| What is asked |
Reproduce the records that follow in full, excluding any picture they contain.

| Extracted material |
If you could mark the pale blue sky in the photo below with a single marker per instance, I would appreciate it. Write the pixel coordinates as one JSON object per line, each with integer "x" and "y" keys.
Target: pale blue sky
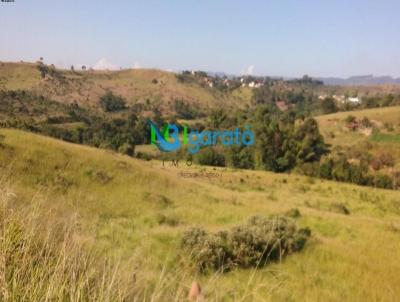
{"x": 286, "y": 38}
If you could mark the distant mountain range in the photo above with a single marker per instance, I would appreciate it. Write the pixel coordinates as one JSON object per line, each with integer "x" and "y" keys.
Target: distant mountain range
{"x": 351, "y": 81}
{"x": 360, "y": 80}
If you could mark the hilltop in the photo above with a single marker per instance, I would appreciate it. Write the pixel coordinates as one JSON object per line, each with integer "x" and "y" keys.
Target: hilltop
{"x": 157, "y": 87}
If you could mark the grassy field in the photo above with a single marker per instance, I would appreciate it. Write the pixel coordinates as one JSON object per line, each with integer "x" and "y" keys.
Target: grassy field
{"x": 161, "y": 88}
{"x": 115, "y": 203}
{"x": 382, "y": 137}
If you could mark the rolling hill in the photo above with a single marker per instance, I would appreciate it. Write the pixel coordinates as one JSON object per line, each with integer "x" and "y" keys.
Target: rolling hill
{"x": 116, "y": 203}
{"x": 160, "y": 88}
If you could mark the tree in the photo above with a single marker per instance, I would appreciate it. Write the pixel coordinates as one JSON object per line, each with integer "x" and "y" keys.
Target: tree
{"x": 111, "y": 103}
{"x": 328, "y": 105}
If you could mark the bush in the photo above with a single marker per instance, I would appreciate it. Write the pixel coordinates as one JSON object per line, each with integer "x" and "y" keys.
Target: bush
{"x": 293, "y": 213}
{"x": 350, "y": 119}
{"x": 111, "y": 103}
{"x": 339, "y": 207}
{"x": 253, "y": 244}
{"x": 210, "y": 157}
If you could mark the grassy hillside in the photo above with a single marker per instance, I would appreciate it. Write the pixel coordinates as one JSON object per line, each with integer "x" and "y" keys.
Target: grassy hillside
{"x": 159, "y": 88}
{"x": 136, "y": 211}
{"x": 382, "y": 135}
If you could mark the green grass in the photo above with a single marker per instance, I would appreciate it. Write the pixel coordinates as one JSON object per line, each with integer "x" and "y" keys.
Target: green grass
{"x": 116, "y": 202}
{"x": 385, "y": 138}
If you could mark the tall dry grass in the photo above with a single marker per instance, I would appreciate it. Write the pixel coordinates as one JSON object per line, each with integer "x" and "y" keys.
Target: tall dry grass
{"x": 43, "y": 259}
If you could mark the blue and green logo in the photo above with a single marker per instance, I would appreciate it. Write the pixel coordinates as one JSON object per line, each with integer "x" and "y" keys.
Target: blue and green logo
{"x": 167, "y": 139}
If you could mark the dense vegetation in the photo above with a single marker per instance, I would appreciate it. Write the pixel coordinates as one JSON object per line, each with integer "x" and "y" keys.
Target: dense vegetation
{"x": 279, "y": 112}
{"x": 254, "y": 244}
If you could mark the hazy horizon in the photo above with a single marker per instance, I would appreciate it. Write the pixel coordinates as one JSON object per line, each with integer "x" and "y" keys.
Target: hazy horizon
{"x": 285, "y": 39}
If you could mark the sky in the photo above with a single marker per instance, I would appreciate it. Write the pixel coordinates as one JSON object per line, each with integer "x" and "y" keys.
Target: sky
{"x": 277, "y": 38}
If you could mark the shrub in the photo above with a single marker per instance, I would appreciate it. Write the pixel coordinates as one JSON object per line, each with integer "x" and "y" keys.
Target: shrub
{"x": 350, "y": 119}
{"x": 111, "y": 103}
{"x": 339, "y": 207}
{"x": 293, "y": 213}
{"x": 167, "y": 220}
{"x": 253, "y": 244}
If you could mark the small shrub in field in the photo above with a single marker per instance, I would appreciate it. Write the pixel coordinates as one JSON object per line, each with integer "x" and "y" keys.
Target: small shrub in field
{"x": 293, "y": 213}
{"x": 339, "y": 207}
{"x": 167, "y": 220}
{"x": 350, "y": 119}
{"x": 253, "y": 244}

| Answer for the task |
If you could mark the pale blue sky in the photo below with a single marker per instance, I would appreciate it. Write the pixel coordinates as one JSON object per line, each with integer "x" and "y" keys.
Target: pale blue sky
{"x": 286, "y": 38}
If you could mark the distant mountain range in the photo above with a single marker per instance, I would appreciate it. Write the pixel coordinates as one JSON object per line, each with integer "x" and "y" keys.
Target: distant mountain range
{"x": 351, "y": 81}
{"x": 360, "y": 80}
If you could mark the hilltop in the photo above with a single marker per instance, I would appreciate it. Write the pixel coordinates as one JSON object per line, each with integer "x" and "y" keys.
Target: hilltop
{"x": 157, "y": 87}
If you could mark the grassy field in the photo above with a single marker per instance, I would appreciate it. Write the pixel coordinates as one JSON object per line, each with integer "x" and "y" keys.
Target: grassy field
{"x": 161, "y": 88}
{"x": 115, "y": 203}
{"x": 382, "y": 137}
If you could mark the rolling hill in the photo above with a single marker per instance, I would appreciate it. Write the pixel coordinates as one JSON object per line, each with integer "x" and "y" keys.
Target: rolling hill
{"x": 116, "y": 203}
{"x": 160, "y": 88}
If you could mark the tree in the photo above with a single marker per instance, I would appreciate it. Write the pixel coordinates as one JSON object per line, each with integer "x" and "y" keys.
Target: tree
{"x": 111, "y": 103}
{"x": 328, "y": 105}
If you could mark the bush in the photo above with a single marker per instance, I would appreciate it. Write the pixel coordinates as one JSON object per line, each with integer "x" and "y" keys.
Target: bush
{"x": 293, "y": 213}
{"x": 350, "y": 119}
{"x": 111, "y": 103}
{"x": 339, "y": 207}
{"x": 253, "y": 244}
{"x": 210, "y": 157}
If you could mark the grassy hillside in the photo above with a single marker per instance, I would appreciate it. Write the pixel coordinates as one JSON object per line, each with integer "x" and "y" keys.
Target: grassy hillside
{"x": 159, "y": 88}
{"x": 136, "y": 211}
{"x": 382, "y": 135}
If you could mark the green grass in the photo above with a single marker per instance, I would appreciate it. Write the pixel coordinates as one JSON object per line, each with integer "x" and "y" keys.
Target: green grass
{"x": 116, "y": 202}
{"x": 385, "y": 138}
If you could mark the tall dry grass in the photo above with a single marker per instance, I would appreciate it. Write the pixel coordinates as one JSON object per line, each with integer "x" and "y" keys.
Target: tall dry grass
{"x": 43, "y": 259}
If you could mark the blue and green logo in the photo above with a single marker per instance, I would appreciate it. Write the pixel coordinates as one JSON object per line, each with integer "x" and "y" keys.
Target: blue and green logo
{"x": 167, "y": 139}
If you could mark the dense vegetation in the photo above with a single marker per instance, I would appreciate it. Write the pixel coordinates as one JSON object per line, each with integer "x" and "y" keys.
Target: dense vegetation
{"x": 279, "y": 112}
{"x": 254, "y": 244}
If you could mark the hazy horizon in the photo above with a single marker per instance, I would appreciate it. Write the pixel coordinates as one JSON object per line, each with integer "x" and "y" keys.
Target: hazy horizon
{"x": 285, "y": 39}
If you could mark the sky in the photo above with a single marker per instance, I would appreciate it. Write the pixel coordinates as one JSON object per line, each with integer "x" and "y" keys.
Target: sky
{"x": 277, "y": 38}
If you could mark the shrub in the photo above with a single marker per instance, I would appreciate it. Write the pixel coordinates as one JSON object per line, each with integer "x" and "y" keys.
Target: shrub
{"x": 350, "y": 119}
{"x": 111, "y": 103}
{"x": 339, "y": 207}
{"x": 293, "y": 213}
{"x": 167, "y": 220}
{"x": 253, "y": 244}
If you could mark the small shrub in field in the photo above with a single marker per instance, I would appreciate it. Write the pixel coordinates as one JSON object per line, each with integer "x" and "y" keys.
Target: small shrub in field
{"x": 293, "y": 213}
{"x": 339, "y": 207}
{"x": 167, "y": 220}
{"x": 350, "y": 119}
{"x": 253, "y": 244}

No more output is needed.